#### EXERCISE GOAL
How many lines of the material below contain the string "instance"? Case matters. Reply with the number only.

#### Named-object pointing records

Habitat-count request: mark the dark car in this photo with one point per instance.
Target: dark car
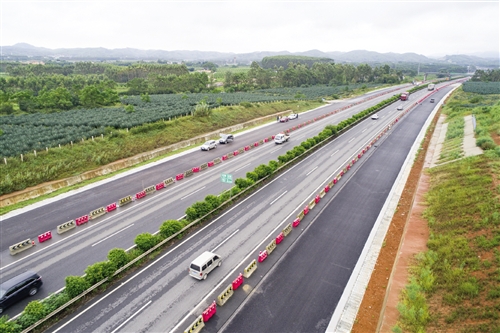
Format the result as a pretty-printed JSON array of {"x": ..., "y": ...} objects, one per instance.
[
  {"x": 226, "y": 138},
  {"x": 18, "y": 288}
]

#### WORKED SOLUTION
2